DIRECTION: Copy out the lines from the one with "# point at: crane" up to and including the one with "x=321, y=150", word for word and with nothing else.
+ + + + +
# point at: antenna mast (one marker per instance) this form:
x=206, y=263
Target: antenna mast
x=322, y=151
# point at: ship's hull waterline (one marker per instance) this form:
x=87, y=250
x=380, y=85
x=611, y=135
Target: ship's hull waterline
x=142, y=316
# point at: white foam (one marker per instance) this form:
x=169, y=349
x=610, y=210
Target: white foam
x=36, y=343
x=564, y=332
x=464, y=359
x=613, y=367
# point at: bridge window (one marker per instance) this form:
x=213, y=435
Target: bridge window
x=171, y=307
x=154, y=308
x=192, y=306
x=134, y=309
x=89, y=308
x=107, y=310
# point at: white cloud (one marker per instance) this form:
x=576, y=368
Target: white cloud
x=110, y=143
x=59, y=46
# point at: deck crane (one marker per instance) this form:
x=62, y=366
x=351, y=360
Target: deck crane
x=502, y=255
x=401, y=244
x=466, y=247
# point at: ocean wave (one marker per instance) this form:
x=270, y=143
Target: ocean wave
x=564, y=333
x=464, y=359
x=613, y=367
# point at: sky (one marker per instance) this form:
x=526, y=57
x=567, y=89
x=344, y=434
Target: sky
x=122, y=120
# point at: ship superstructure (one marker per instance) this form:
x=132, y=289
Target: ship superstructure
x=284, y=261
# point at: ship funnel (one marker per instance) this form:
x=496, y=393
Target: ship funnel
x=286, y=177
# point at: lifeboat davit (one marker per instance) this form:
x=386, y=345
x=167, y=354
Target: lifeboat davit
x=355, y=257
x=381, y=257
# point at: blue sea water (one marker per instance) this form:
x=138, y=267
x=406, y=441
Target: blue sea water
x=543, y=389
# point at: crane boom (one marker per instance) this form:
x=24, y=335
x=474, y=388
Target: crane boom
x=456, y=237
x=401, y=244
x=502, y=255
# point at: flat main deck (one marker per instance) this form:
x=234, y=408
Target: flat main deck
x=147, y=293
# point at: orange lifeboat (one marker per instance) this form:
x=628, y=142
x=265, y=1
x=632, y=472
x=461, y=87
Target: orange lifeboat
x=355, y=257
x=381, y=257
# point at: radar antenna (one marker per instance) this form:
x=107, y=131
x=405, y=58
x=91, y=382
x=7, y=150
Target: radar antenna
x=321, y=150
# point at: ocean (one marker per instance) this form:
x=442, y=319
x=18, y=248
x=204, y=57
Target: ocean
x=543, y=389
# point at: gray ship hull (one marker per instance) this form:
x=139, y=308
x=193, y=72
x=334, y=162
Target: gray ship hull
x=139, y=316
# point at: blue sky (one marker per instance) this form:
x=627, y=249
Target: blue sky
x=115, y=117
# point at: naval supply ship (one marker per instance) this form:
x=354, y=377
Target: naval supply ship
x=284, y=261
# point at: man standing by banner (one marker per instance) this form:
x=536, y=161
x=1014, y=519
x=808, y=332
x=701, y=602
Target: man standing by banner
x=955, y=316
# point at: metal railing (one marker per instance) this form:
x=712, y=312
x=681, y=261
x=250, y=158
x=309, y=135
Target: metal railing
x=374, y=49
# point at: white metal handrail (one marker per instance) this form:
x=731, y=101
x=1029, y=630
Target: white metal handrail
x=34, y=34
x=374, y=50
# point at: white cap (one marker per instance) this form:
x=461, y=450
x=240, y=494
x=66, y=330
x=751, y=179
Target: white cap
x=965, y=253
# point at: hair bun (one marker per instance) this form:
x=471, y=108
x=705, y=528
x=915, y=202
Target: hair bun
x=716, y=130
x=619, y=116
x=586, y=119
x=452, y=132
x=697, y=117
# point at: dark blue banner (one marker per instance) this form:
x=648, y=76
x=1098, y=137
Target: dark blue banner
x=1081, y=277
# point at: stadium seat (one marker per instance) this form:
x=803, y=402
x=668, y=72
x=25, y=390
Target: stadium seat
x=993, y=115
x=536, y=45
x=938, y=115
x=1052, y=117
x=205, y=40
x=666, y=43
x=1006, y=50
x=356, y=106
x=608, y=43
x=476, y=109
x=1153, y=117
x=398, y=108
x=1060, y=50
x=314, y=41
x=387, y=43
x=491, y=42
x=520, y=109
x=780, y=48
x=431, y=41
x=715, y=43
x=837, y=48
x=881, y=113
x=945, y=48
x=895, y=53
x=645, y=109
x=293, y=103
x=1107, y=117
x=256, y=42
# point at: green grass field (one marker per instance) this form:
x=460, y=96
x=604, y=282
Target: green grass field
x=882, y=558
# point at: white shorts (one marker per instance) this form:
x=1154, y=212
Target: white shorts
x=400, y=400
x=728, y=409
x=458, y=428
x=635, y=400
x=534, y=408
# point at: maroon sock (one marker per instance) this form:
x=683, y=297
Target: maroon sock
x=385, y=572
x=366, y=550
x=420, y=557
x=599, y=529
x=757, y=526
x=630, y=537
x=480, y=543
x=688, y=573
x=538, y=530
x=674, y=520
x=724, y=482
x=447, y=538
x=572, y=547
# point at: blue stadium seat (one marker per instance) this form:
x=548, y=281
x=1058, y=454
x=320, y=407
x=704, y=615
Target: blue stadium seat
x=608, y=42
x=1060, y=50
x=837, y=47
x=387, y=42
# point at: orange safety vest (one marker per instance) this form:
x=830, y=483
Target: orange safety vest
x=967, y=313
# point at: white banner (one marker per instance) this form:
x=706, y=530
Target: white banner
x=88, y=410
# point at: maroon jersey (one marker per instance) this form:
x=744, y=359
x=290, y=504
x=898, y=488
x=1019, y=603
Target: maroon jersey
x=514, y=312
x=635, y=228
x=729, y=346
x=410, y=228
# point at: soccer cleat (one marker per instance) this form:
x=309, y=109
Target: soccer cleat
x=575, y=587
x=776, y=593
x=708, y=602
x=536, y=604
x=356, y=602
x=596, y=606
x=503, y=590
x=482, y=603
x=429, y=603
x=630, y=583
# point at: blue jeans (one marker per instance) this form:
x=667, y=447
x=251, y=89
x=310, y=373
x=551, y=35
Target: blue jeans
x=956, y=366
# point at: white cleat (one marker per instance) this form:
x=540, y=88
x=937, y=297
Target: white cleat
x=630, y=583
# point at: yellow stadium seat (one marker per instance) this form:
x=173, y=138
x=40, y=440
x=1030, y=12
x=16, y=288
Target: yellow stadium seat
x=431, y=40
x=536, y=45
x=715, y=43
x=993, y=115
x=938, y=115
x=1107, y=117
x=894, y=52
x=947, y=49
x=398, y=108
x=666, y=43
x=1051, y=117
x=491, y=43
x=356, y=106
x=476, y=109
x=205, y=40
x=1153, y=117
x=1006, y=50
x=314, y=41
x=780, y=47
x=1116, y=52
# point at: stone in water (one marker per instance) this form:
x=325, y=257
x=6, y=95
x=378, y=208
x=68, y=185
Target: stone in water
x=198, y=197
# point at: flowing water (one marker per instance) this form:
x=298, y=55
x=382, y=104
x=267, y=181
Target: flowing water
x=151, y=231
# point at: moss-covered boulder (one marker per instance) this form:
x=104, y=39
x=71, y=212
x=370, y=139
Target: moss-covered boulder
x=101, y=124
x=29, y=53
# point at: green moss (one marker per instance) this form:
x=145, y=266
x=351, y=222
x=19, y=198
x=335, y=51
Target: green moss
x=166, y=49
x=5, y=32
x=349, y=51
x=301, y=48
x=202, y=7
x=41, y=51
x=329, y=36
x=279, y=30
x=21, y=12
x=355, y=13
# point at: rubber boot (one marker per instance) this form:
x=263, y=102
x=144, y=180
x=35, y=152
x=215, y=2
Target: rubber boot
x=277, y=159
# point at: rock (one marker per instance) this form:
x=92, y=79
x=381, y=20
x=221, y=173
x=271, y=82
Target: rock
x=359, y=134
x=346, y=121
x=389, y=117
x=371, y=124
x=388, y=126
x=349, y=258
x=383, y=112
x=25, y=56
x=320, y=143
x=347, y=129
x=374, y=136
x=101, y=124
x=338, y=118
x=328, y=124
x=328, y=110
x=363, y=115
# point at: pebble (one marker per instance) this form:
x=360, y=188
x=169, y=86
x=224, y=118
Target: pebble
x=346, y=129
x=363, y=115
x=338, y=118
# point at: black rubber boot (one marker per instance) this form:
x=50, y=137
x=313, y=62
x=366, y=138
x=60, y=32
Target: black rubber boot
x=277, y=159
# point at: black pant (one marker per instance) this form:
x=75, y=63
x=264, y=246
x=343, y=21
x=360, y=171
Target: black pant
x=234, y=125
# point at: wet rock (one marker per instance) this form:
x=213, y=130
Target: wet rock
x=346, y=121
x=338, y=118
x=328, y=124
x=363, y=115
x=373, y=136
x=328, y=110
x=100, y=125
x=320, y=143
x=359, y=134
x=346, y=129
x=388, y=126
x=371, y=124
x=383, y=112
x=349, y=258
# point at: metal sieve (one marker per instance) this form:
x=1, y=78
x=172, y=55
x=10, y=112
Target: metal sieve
+ + + + +
RESULT OF THE EXERCISE:
# point at: crane boom (one marker per instance) this form:
x=24, y=335
x=474, y=388
Target: crane boom
x=456, y=237
x=401, y=244
x=502, y=255
# point at: flat main deck (one marker per instance) this form:
x=234, y=408
Target: flat main deck
x=147, y=293
# point at: orange lifeboat (one marker per instance) this form:
x=628, y=142
x=265, y=1
x=632, y=472
x=461, y=87
Target: orange lifeboat
x=355, y=257
x=381, y=257
# point at: radar antenna (one marker per instance) this form:
x=107, y=131
x=405, y=58
x=91, y=382
x=7, y=150
Target: radar antenna
x=321, y=150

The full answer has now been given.